### Quoted text
###
Transcript Directory

Here is the transcript directory for the lower court trials:

click here

Trial Transcript - Reserved Issues

Here is the trial transcript for the Reserved Issues.  *click here to view.

Tuesday, March 22, 2011

Feigning foul play and "the claims"

There were times during the trial I just thought this can't be happening, and if it is, nobody would believe it.  Marci was attempting to have the valuation date of my corporation changed, which would benefit her numbers.

The extent of which she claimed that everything I did in business had its roots in her participation - even years after we split, can be seen firsthand by reading my declaration here.

In the end, we won these claims.  The way the justice system works is that even though you know what happened, the judge has to believe each of you has some element of truth to it.  So, it does make sense that when you make really far-reaching claims that you may get some of it.  It's that "shoot for the stars" strategy, thinking that this may pay off by 1) confusing the judge maybe, but 2) raising the "middle bar" of the settlement position.

In the end, it just angers the other side and makes them increase the stakes of the battle.  Angering the other side never pays off, and this whole "Hatfields vs. McCoys" (google it) extended war is the result.

You can read my responsive declaration for the motion for alternate valuation date for Gary Fong, Inc. by clicking HERE.

►The British Columbia Lawsuit (Forum Shopping)

A matter of days after Commissioner Glenda Veasey refused to give Marci spousal support, this lawsuit against me was filed in British Columbia.  Filing two different lawsuits in different jurisdictions is called, "forum shopping":
The signature above is Eric Watson, a Kelowna attorney as Plaintiff's solicitor.  Attorney Watson filed the duplicative action in Canada while producing documents from the California action seeking the same relief as an open California trial.  This is a sanctionable act as "forum shopping" is not allowed, and in fact the Canadian Court sanctioned the party for this behavior.

Here is testimony in the California Court from the transcript:

             2                Canadian counsel was hired to file a 
             3  collateral action, a collateral divorce action seeking 
             4  spousal support, division of property.  You have 
             5  evidence of that Canadian action.  You have evidence 
             6  that she was sanctioned for.  I will point you out to 
             7  the case of Askew and Burkle.  Both of those cases talk 
             8  about the fact it's sanctionable to file collateral 
             9  actions without -- especially without any leave of 
            10  Court, as was done in this particular case.
###
### Pointing dataset records
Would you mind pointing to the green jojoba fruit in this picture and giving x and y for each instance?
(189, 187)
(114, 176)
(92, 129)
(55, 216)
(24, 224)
###
### Work to be completed
Answer these questions about the post on the trial above.
(a) According to the post, what was Marci trying to have changed for the corporation?
(b) In what city was Eric Watson an attorney?
(c) Which two cases does the quoted court testimony point to?

### Written reply
(a) The valuation date of the corporation.
(b) Kelowna.
(c) Askew and Burkle.